> EXERCISE REQUIREMENTS: Repeat every line of the entries below word for word, leaving out the pictures.

--- Begin ---

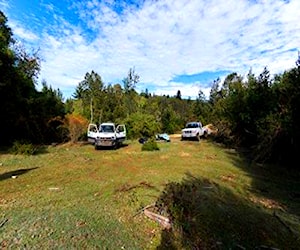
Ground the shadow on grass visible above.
[0,145,49,155]
[227,145,300,221]
[0,167,38,181]
[156,174,300,249]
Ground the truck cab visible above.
[87,122,126,149]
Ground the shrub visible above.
[65,114,89,142]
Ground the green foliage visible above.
[10,141,38,155]
[142,139,159,151]
[125,112,160,138]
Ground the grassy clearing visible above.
[0,137,300,249]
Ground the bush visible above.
[11,141,37,155]
[142,140,159,151]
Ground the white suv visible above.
[181,122,205,141]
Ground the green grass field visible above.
[0,137,300,249]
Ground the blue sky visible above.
[0,0,300,99]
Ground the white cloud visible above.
[8,0,300,97]
[9,22,39,43]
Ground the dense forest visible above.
[0,11,300,168]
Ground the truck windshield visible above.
[186,123,199,128]
[100,125,114,133]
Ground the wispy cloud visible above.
[2,0,300,97]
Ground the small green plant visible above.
[142,140,159,151]
[11,141,37,155]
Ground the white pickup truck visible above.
[181,122,207,141]
[87,122,126,149]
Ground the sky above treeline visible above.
[0,0,300,99]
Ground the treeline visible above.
[0,12,300,167]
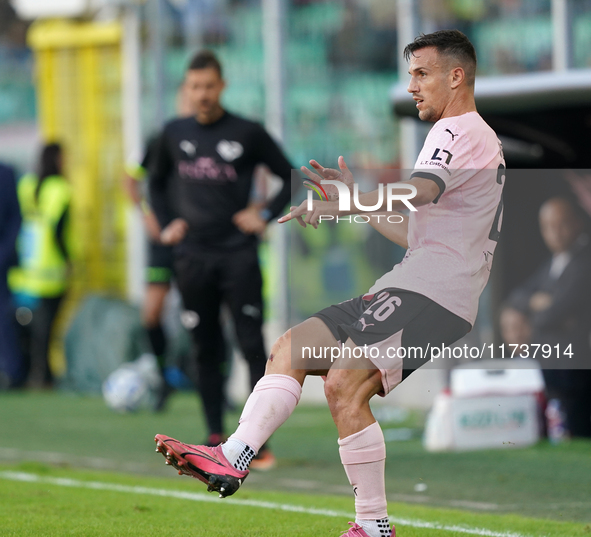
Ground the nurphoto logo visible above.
[307,179,417,223]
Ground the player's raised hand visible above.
[302,156,355,201]
[277,200,339,229]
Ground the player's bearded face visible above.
[185,67,225,116]
[407,47,451,122]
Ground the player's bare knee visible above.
[265,329,291,374]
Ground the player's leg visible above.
[156,318,337,496]
[325,289,470,537]
[324,346,394,537]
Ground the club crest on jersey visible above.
[179,140,197,157]
[216,140,244,162]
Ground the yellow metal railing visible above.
[28,20,126,375]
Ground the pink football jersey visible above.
[369,112,505,325]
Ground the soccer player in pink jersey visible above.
[156,30,505,537]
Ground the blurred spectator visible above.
[510,198,591,437]
[9,143,71,388]
[0,160,22,389]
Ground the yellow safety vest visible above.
[8,174,72,298]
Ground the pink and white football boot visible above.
[154,434,249,498]
[341,522,396,537]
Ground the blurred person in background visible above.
[0,163,22,389]
[509,197,591,437]
[9,143,72,388]
[499,303,531,355]
[125,84,193,411]
[149,51,292,469]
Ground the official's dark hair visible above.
[187,50,222,78]
[35,142,62,198]
[404,30,476,85]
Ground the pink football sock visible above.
[228,375,302,453]
[339,421,388,520]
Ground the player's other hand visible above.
[277,200,340,229]
[301,156,355,201]
[232,206,267,235]
[160,218,189,246]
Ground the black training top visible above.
[149,112,292,248]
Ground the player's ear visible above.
[449,66,466,89]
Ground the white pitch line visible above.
[0,472,530,537]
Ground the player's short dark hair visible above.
[404,30,476,85]
[187,50,222,78]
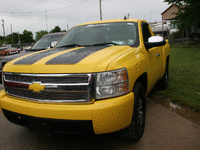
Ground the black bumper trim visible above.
[2,109,94,135]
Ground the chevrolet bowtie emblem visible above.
[28,82,45,92]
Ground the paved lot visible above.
[0,86,200,150]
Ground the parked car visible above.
[0,19,170,140]
[0,32,66,84]
[0,47,20,55]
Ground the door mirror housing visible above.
[144,36,166,50]
[50,41,58,48]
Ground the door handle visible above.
[156,53,160,57]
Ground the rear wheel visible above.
[119,83,146,141]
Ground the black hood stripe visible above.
[46,46,108,65]
[14,48,66,65]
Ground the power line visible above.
[0,0,88,14]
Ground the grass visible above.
[153,47,200,112]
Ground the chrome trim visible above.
[3,72,95,104]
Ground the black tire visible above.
[158,63,169,89]
[119,83,146,141]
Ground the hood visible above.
[3,46,134,73]
[1,52,32,62]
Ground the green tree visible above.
[20,30,35,43]
[35,30,48,41]
[50,26,61,33]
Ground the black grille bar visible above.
[4,73,95,103]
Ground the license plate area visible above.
[28,120,52,135]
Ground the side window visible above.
[142,22,151,42]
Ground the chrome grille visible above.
[3,73,95,103]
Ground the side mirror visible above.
[50,41,58,48]
[144,36,166,50]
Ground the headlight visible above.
[96,68,129,99]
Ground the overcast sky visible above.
[0,0,169,36]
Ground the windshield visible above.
[56,22,138,48]
[31,32,65,50]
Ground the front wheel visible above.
[119,83,146,141]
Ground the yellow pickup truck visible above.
[0,19,170,140]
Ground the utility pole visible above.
[2,19,6,44]
[45,10,49,33]
[10,24,13,44]
[18,31,21,47]
[99,0,102,20]
[67,23,69,32]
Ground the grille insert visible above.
[4,73,95,103]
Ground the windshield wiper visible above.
[57,44,82,48]
[91,42,120,46]
[26,48,47,51]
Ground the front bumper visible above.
[0,90,134,134]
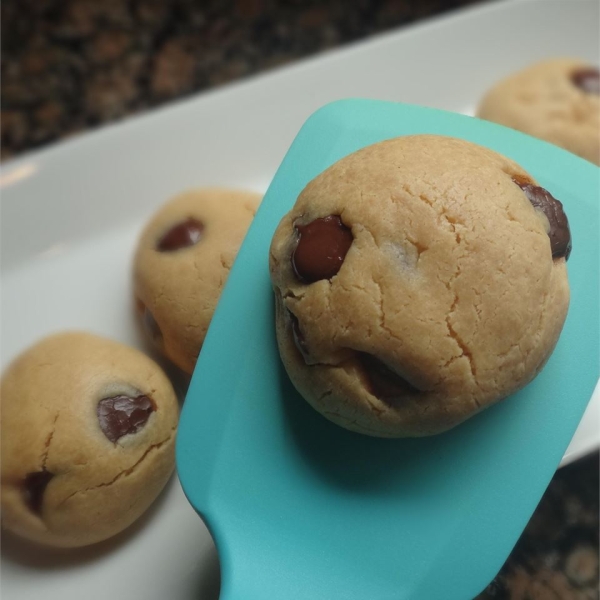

--- End ---

> THE ANSWER:
Ground the shadow on grass visible above.
[0,145,49,155]
[227,145,300,221]
[0,167,38,181]
[156,174,300,249]
Ground the truck cab visible above.
[87,122,126,149]
Ground the shrub visible above.
[65,114,89,142]
Ground the green foliage visible above.
[10,141,38,155]
[142,139,159,151]
[125,112,160,138]
Ground the grassy clearing visible above.
[0,137,300,249]
Ground the bush visible above.
[11,141,37,155]
[142,140,159,151]
Ground the white suv visible above.
[181,122,205,141]
Ground the green grass field visible above.
[0,137,300,249]
Ground the blue sky visible above.
[0,0,300,99]
Ground the white cloud visible above.
[8,0,300,97]
[9,22,39,43]
Ground the dense forest visible above.
[0,11,300,168]
Ground the truck windshield visible above.
[186,123,199,128]
[100,125,114,133]
Ground the wispy cloud visible above.
[2,0,300,97]
Ground the small green plant visible above.
[142,140,159,151]
[11,141,37,155]
Ground the white pickup truck visible above.
[181,122,207,141]
[87,122,126,149]
Ground the sky above treeline visible above.
[0,0,300,99]
Ground the treeline visible above.
[0,12,300,167]
Ground the nurphoto logo visible above.
[307,179,417,223]
Ground the player's raised hand visible above.
[302,156,355,201]
[277,200,339,229]
Ground the player's bearded face visible above.
[185,67,225,116]
[407,47,451,122]
Ground the player's bare knee visible above.
[265,329,291,374]
Ground the player's leg visible above.
[156,318,337,496]
[325,289,470,537]
[324,346,394,537]
Ground the club crest on jersey visible above.
[179,140,197,157]
[216,140,244,162]
Ground the yellow metal railing visible above.
[28,20,126,375]
Ground the pink football jersey visible above.
[369,112,505,325]
Ground the soccer player in pink jersey visible above.
[156,30,505,537]
Ground the blurred spectator visible above.
[510,198,591,437]
[9,143,71,388]
[0,160,22,389]
Ground the yellow safety vest visible above.
[8,174,72,298]
Ground the pink and white football boot visible above.
[154,434,249,498]
[341,522,396,537]
Ground the blurred person in background visible above.
[0,163,22,389]
[509,197,591,437]
[9,143,72,388]
[499,303,531,355]
[125,84,193,411]
[149,51,292,469]
Ground the official's dark hair visible above.
[187,50,222,78]
[35,142,62,198]
[404,30,476,85]
Ground the pink football sock visible above.
[228,375,302,453]
[339,421,388,520]
Ground the player's other hand visible above.
[277,200,340,229]
[301,156,355,201]
[232,206,267,235]
[160,218,189,246]
Ground the black training top visible above.
[149,112,292,248]
Ground the player's ear visible above.
[449,66,466,89]
Ground the white pitch line visible above.
[0,472,530,537]
Ground the player's short dark hair visible above.
[404,30,476,85]
[187,50,222,78]
Ground the black bumper trim visible above.
[2,109,94,135]
Ground the chevrolet bowtie emblem visible above.
[28,82,45,92]
Ground the paved lot visible above.
[0,86,200,150]
Ground the parked car visible above.
[0,19,170,140]
[0,32,66,84]
[0,47,20,55]
Ground the door mirror housing visible above.
[144,36,166,50]
[50,41,58,48]
Ground the door handle visible above.
[156,53,160,57]
Ground the rear wheel visible above.
[119,83,146,141]
Ground the black hood stripe visible above.
[46,46,108,65]
[14,48,66,65]
Ground the power line visible above.
[0,0,88,14]
Ground the grass visible above.
[153,47,200,112]
Ground the chrome trim visible above.
[3,72,95,104]
Ground the black tire visible above.
[158,63,169,89]
[119,83,146,141]
Ground the hood visible above.
[3,46,134,73]
[1,52,32,62]
Ground the green tree visible above.
[20,30,35,43]
[35,30,48,41]
[50,26,61,33]
Ground the black grille bar visible above.
[4,73,95,103]
Ground the license plate area visible above.
[28,120,52,135]
Ground the side window visible above.
[142,22,151,42]
Ground the chrome grille visible above.
[3,73,95,103]
Ground the side mirror visible above.
[50,41,58,48]
[144,36,166,50]
Ground the headlight visible above.
[96,68,129,99]
Ground the overcast sky visible above.
[0,0,169,36]
Ground the windshield visible above.
[56,22,138,48]
[31,32,65,50]
Ground the front wheel visible above.
[119,83,146,141]
Ground the yellow pickup truck visible above.
[0,19,170,140]
Ground the utility pole visible above.
[2,19,6,44]
[45,10,49,33]
[10,24,13,44]
[18,31,21,47]
[99,0,102,20]
[67,23,69,32]
Ground the grille insert visible above.
[4,73,95,103]
Ground the windshield wiper visible above.
[57,44,82,48]
[91,42,120,46]
[26,48,47,51]
Ground the front bumper visible above.
[0,90,134,134]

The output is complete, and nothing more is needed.